# [Metin]
Yolculuk uzun ve öldürücüydü. Karşı çıkılan
düşmanın sayısı da fazlaydı. Bu yüzden
düşmanlarına karşı gerekli
hazırlığı yapabilmeleri için müslümanlara
durumu açıkça söyledi. Hangi tarafa gideceklerini haber
verdi. Peygamberimizle birlikte sefere çıkan müslümanların
sayısı da bir kitaba -sicil defterini kastediyor-
sığmayacak kadar fazlaydı.
Ka'b -Allah ondan razı olsun- diyor ki, çok az kimse de
gözden kaybolmak istiyordu. Allah tarafından vahiy
gelmediği sürece Peygamberimizin farkında
olmayacağını sanıyordu. Peygamberimiz sefere
çıktığı sıralarda meyveler
olgunlaşmış, gölgeler iyi ve çekici olmuştu.
Ben de bunlara can atıyordum. Peygamberimiz -Allah ondan
razı olsun- ve beraberindeki müslümanlar savaş
hazırlıklarına başlamış, bense
onlarla birlikte hazırlıklara başlamak istiyordum
ama bir şey yapmadan geri dönüyordum. Kendi kendime de
şöyle diyordum: "İstediğim zaman bu
hazırlıkları yaparım" ben böyle oyalanıyorken,
müslümanlar durmadan hazırlık yapıyorlardı.
Bir gün Peygamberimiz ve beraberindeki müslümanlar yola çıkmak
üzereyken bir daha hiçbir şey
hazırlamamıştım. Ve ben çabuk davranıp
savaşa yetişeceğimi sanıyordum. Kendimi bu
şekilde avutuyordum. Arkadan gidip onlara
yetişeceğimi düşünüyordum. Keşke
yapsaymışım, sonra bunu da yapamadım.

# [Verilen Görev 1]
Metne göre Peygamberimiz sefere çıktığı sıralarda meyveler ne durumdaydı?
# [Verilen Görev 2]
Metnin "Ben de bunlara" ile "durmadan hazırlık yapıyorlardı." arasındaki bölümünü, bu ifadeler de dahil olmak üzere yeniden yazın ve "müslümanlar" yerine "sahabeler" kullanın.

# [Satırlar]

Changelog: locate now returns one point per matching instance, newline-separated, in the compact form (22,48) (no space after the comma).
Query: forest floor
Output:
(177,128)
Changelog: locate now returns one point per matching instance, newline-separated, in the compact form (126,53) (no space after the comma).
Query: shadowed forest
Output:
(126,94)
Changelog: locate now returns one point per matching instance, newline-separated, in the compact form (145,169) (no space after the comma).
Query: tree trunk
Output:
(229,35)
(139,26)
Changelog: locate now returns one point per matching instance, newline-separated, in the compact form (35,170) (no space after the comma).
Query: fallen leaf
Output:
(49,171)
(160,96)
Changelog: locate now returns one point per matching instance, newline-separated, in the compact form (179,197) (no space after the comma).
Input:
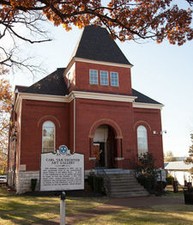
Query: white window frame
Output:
(93,77)
(142,140)
(114,81)
(54,128)
(104,78)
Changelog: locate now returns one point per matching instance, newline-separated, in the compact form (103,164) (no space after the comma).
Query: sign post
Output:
(62,208)
(62,171)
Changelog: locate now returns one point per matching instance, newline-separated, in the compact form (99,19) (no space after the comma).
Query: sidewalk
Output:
(116,204)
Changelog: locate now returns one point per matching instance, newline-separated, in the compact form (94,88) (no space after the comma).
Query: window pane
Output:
(48,137)
(114,79)
(93,77)
(104,78)
(142,140)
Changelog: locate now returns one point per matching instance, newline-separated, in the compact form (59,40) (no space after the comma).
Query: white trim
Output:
(84,95)
(147,105)
(74,132)
(77,59)
(119,158)
(101,96)
(92,158)
(42,97)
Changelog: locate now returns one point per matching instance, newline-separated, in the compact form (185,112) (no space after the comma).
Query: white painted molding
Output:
(77,59)
(147,105)
(119,158)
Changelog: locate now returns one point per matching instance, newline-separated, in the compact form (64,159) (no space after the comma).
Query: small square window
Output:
(104,80)
(93,77)
(114,79)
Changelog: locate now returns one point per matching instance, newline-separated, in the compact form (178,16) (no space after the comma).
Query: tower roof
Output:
(97,44)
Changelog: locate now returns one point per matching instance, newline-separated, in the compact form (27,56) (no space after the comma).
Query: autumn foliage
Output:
(125,19)
(5,108)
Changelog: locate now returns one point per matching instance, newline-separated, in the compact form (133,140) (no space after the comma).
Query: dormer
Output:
(98,64)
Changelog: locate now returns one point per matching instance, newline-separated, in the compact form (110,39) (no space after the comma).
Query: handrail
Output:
(107,181)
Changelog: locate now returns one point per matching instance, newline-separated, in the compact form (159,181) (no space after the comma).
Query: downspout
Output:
(74,141)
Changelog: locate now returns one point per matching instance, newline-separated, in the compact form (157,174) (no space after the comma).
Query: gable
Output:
(97,44)
(53,84)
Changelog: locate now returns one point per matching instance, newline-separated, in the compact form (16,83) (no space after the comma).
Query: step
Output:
(123,184)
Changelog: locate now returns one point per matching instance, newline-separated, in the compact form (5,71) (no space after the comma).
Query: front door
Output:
(104,137)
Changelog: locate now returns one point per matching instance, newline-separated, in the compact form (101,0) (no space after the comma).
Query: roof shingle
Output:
(97,44)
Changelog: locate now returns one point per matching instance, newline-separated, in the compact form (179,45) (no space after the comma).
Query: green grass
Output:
(158,216)
(25,210)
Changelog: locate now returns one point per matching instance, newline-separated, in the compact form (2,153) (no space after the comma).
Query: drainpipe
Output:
(74,140)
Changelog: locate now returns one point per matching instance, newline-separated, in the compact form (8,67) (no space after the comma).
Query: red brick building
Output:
(90,107)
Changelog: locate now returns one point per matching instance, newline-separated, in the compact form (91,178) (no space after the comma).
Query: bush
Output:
(96,183)
(170,179)
(148,182)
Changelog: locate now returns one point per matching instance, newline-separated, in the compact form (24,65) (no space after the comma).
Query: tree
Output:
(169,157)
(189,159)
(5,108)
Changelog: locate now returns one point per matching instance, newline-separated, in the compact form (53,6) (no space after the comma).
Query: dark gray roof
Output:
(143,98)
(97,44)
(52,84)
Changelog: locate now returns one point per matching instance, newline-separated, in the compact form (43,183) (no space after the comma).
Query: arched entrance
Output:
(104,140)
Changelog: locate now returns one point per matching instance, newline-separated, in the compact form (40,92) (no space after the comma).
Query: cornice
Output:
(77,59)
(101,96)
(83,95)
(147,105)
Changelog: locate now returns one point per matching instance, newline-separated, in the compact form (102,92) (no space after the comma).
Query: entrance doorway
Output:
(105,139)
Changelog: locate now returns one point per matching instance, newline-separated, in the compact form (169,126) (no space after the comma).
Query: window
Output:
(142,144)
(104,78)
(114,79)
(93,77)
(48,137)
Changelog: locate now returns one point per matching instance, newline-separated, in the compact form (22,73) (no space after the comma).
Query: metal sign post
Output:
(62,208)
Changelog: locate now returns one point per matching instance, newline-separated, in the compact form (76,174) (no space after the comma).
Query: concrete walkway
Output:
(116,204)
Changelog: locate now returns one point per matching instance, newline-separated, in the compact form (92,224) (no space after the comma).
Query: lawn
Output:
(27,210)
(44,210)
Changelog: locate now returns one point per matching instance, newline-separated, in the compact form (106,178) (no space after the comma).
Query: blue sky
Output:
(161,71)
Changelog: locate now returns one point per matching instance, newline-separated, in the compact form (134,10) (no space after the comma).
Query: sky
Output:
(163,72)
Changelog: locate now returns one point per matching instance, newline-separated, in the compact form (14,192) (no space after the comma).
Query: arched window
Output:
(48,136)
(142,143)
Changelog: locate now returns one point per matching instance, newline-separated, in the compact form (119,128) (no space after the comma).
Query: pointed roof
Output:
(53,84)
(97,44)
(141,98)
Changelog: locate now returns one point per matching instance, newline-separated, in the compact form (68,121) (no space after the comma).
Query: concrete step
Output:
(123,185)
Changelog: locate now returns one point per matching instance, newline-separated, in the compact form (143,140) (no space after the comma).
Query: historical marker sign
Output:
(62,171)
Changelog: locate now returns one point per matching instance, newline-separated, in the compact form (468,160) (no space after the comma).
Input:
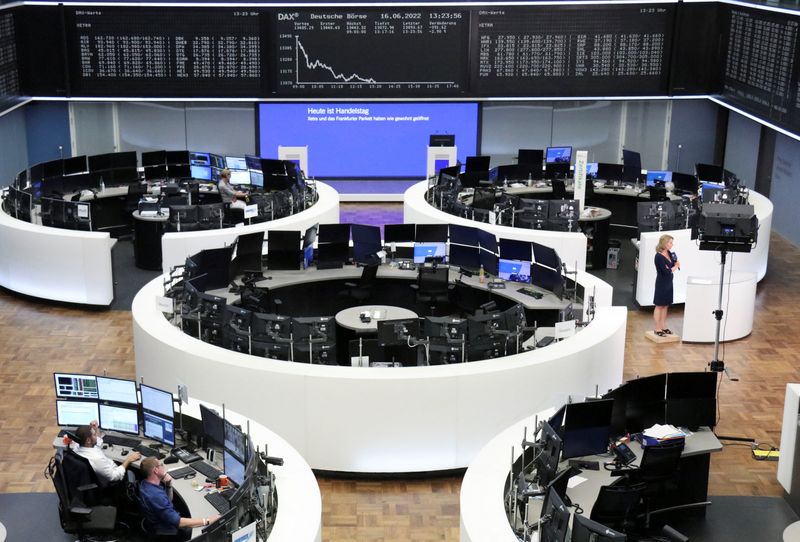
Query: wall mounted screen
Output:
(372,140)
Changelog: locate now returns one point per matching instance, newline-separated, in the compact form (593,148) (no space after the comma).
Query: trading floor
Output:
(37,339)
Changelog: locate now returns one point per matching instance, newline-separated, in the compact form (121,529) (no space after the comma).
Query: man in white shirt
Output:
(89,447)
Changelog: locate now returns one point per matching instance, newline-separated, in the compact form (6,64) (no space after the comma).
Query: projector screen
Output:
(366,140)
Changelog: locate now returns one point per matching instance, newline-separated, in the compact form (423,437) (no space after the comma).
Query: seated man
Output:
(155,497)
(89,447)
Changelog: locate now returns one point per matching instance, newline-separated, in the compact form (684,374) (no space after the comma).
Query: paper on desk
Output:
(575,481)
(660,432)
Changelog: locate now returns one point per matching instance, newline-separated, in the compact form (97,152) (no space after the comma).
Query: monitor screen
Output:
(159,428)
(121,419)
(75,385)
(236,162)
(213,427)
(117,390)
(558,155)
(436,233)
(234,440)
(587,427)
(158,401)
(76,412)
(513,249)
(399,233)
(514,270)
(429,250)
(233,467)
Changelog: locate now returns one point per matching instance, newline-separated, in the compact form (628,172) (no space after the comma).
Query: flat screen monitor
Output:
(399,233)
(76,164)
(691,399)
(75,386)
(118,418)
(587,427)
(233,467)
(464,235)
(436,233)
(76,412)
(234,440)
(514,249)
(708,173)
(334,233)
(202,173)
(464,257)
(558,155)
(157,401)
(422,251)
(213,428)
(236,162)
(154,158)
(159,428)
(117,390)
(610,172)
(514,270)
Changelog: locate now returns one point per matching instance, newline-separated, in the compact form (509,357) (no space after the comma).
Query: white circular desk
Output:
(403,420)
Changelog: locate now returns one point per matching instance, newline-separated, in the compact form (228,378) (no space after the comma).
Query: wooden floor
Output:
(37,339)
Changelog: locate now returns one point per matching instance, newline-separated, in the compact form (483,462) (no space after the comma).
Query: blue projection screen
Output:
(366,140)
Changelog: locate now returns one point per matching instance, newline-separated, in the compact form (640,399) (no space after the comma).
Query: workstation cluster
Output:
(211,448)
(256,317)
(628,462)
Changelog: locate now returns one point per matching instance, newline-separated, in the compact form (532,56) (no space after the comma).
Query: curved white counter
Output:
(702,262)
(373,420)
(571,246)
(299,516)
(54,263)
(176,246)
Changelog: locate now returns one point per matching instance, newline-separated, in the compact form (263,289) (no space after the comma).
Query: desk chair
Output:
(362,290)
(79,515)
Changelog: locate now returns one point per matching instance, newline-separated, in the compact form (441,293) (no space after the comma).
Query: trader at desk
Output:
(155,497)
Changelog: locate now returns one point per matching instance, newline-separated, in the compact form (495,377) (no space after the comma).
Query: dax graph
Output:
(372,52)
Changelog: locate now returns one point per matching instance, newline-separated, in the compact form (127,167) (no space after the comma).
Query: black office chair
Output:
(617,505)
(362,290)
(78,496)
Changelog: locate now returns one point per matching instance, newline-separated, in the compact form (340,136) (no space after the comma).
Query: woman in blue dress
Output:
(666,264)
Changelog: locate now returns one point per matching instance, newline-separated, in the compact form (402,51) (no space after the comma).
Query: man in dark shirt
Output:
(155,497)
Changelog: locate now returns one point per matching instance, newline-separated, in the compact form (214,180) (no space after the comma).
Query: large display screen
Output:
(373,140)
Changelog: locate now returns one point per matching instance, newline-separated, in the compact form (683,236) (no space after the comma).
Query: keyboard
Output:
(121,441)
(146,451)
(181,472)
(218,501)
(206,469)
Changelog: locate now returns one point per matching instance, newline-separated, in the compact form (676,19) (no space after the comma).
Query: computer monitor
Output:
(234,440)
(587,427)
(558,155)
(514,249)
(119,418)
(586,530)
(75,386)
(213,428)
(236,162)
(159,428)
(514,270)
(691,399)
(422,251)
(233,467)
(399,233)
(157,401)
(464,257)
(76,412)
(116,390)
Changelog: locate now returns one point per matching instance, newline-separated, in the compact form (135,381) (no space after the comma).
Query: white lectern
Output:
(295,154)
(436,154)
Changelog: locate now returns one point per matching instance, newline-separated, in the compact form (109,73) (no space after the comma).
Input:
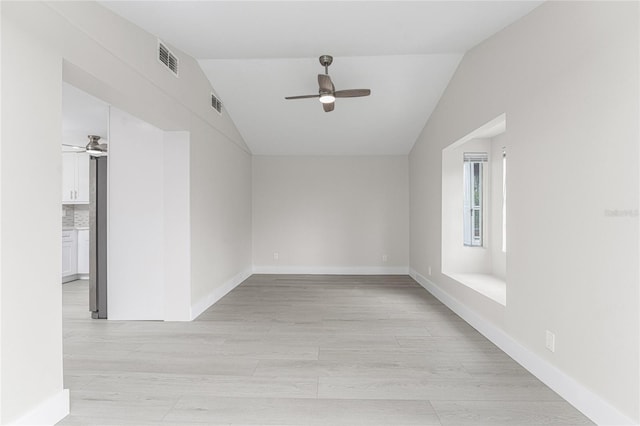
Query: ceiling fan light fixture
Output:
(327,98)
(94,147)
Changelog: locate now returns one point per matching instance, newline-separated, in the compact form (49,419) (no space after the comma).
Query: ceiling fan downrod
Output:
(325,61)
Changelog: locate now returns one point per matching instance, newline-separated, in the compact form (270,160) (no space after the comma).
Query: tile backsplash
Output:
(75,215)
(81,216)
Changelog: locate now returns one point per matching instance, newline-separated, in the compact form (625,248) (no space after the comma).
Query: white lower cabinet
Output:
(83,251)
(69,253)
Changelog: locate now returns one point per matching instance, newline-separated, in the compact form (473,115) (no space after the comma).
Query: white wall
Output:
(330,214)
(566,75)
(177,225)
(102,54)
(498,257)
(135,243)
(30,191)
(220,176)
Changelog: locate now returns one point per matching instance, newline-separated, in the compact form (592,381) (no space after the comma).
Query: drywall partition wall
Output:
(330,214)
(135,237)
(111,59)
(220,216)
(177,224)
(31,325)
(566,75)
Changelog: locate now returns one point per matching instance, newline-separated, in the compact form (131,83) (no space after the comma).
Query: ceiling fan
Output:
(327,92)
(93,148)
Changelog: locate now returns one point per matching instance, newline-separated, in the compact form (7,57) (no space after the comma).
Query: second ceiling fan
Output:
(327,93)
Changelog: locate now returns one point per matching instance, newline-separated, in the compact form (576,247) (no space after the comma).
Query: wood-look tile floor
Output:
(300,350)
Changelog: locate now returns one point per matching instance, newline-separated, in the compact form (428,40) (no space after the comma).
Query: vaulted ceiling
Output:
(256,53)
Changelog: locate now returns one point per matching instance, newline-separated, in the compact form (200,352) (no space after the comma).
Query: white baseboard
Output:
(48,412)
(332,270)
(204,303)
(590,404)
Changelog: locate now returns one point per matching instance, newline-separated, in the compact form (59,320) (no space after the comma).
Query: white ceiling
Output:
(256,53)
(82,115)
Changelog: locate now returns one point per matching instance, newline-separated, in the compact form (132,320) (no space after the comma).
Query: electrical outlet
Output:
(550,341)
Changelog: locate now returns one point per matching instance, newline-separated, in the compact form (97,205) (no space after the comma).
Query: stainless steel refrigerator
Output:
(98,237)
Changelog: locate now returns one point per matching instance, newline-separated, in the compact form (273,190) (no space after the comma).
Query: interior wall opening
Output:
(474,210)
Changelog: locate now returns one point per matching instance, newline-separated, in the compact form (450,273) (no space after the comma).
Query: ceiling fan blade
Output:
(352,93)
(328,107)
(324,81)
(75,147)
(302,97)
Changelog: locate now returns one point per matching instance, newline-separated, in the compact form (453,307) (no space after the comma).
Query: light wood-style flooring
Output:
(300,350)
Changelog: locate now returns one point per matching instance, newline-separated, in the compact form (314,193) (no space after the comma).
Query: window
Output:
(504,200)
(473,197)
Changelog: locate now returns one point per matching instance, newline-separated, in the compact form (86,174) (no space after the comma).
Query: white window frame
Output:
(504,200)
(473,198)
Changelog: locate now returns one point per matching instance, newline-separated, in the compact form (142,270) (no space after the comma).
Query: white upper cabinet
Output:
(75,178)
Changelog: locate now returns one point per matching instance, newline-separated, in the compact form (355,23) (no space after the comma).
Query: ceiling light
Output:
(95,148)
(327,98)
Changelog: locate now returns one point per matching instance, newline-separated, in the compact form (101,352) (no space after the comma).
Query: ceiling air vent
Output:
(216,103)
(167,58)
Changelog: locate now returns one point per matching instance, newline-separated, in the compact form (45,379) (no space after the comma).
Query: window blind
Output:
(476,157)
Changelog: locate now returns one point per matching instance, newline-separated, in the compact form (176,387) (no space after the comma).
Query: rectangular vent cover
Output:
(216,103)
(167,58)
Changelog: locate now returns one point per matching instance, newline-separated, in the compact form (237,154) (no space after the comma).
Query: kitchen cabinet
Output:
(83,252)
(75,178)
(69,253)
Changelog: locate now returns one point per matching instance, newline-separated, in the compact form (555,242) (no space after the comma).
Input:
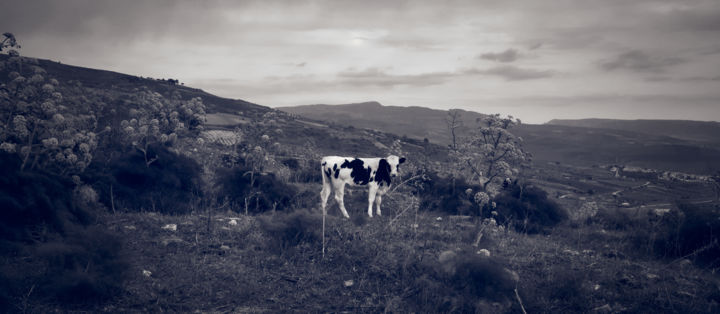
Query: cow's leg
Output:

# [Görev Çıktısı 1]
Meyveler olgunlaşmıştı.

# [Görev Çıktısı 2]
Ben de bunlara can atıyordum. Peygamberimiz -Allah ondan
razı olsun- ve beraberindeki sahabeler savaş
hazırlıklarına başlamış, bense
onlarla birlikte hazırlıklara başlamak istiyordum
ama bir şey yapmadan geri dönüyordum. Kendi kendime de
şöyle diyordum: "İstediğim zaman bu
hazırlıkları yaparım" ben böyle oyalanıyorken,
sahabeler durmadan hazırlık yapıyorlardı.